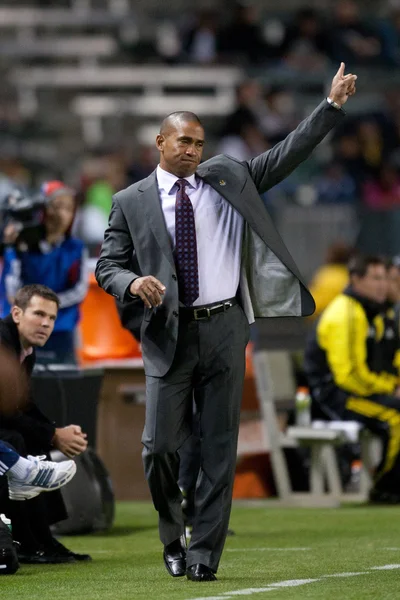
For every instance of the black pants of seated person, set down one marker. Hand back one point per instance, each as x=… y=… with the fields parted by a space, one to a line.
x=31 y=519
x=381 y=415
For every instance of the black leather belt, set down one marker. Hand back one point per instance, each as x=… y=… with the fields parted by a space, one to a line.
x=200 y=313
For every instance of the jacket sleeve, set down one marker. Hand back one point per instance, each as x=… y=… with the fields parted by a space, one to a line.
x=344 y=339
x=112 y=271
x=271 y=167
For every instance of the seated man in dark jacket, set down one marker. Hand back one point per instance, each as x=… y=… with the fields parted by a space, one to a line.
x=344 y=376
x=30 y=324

* * *

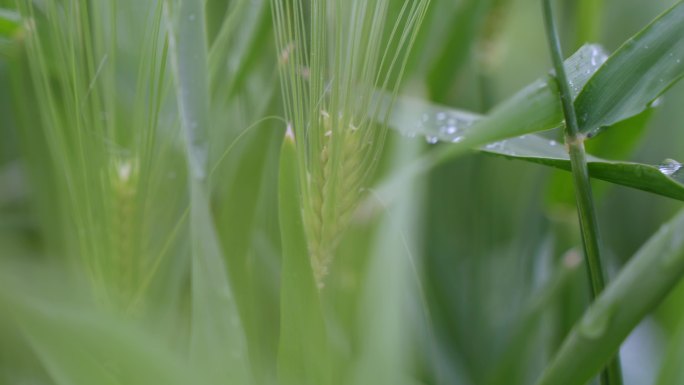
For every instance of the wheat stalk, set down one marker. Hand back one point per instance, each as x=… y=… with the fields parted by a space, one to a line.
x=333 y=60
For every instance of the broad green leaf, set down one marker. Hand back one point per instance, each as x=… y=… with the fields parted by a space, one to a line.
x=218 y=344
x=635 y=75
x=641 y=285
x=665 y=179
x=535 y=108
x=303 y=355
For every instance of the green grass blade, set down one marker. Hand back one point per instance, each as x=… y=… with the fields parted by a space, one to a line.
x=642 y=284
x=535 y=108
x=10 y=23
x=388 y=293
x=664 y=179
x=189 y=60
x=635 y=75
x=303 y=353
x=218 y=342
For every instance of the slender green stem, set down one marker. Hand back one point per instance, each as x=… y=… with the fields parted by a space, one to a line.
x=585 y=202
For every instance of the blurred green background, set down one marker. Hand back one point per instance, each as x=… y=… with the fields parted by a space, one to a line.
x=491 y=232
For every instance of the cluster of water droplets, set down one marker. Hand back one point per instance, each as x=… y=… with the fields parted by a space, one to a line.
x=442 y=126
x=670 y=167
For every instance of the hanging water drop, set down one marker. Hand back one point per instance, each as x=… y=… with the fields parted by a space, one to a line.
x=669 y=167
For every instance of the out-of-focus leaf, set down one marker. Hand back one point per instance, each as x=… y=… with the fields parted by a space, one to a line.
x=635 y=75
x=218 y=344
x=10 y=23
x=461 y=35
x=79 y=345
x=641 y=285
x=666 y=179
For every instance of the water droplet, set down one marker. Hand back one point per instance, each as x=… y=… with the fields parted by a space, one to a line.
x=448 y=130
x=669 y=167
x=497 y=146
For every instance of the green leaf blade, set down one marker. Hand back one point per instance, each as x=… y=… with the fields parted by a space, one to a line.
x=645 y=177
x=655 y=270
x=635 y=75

--

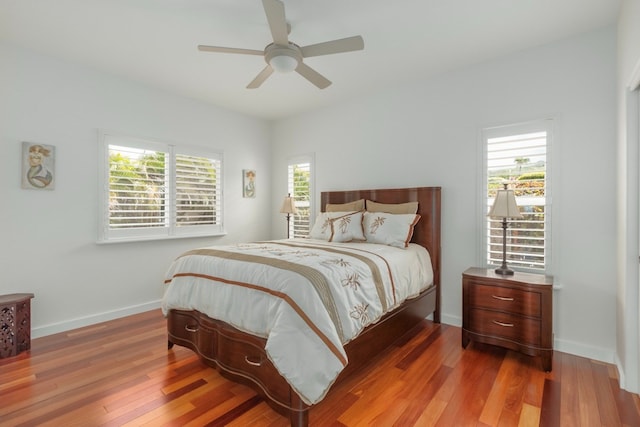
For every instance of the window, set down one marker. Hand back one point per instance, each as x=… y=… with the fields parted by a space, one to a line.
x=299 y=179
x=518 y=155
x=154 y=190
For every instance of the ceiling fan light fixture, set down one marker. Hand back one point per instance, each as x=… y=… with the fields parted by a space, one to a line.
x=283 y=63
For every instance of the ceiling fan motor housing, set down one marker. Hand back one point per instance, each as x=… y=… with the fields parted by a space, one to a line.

Instructions to follow:
Edit the lines of the material between the one holding "For every instance of the black pants" and the one holding "x=271 y=167", inclusive, replacing "marker" with "dot" and leaving everything else unchanged. Return only those lines.

Expected output:
For every instance of the black pants of seated person, set down one dot. Hand back one point per instance, each as x=… y=… with the fields parted by a space, one to a line.
x=31 y=519
x=381 y=415
For every instance of the black leather belt, set down one dot. Hand back one point per instance, each as x=… y=… with the fields parted by a space, one to a line.
x=200 y=313
For every instance of the jacket sleeve, set down one dot. Hand back one point per instance, each as x=… y=… with the fields parted by a space, one to a line.
x=344 y=339
x=112 y=271
x=271 y=167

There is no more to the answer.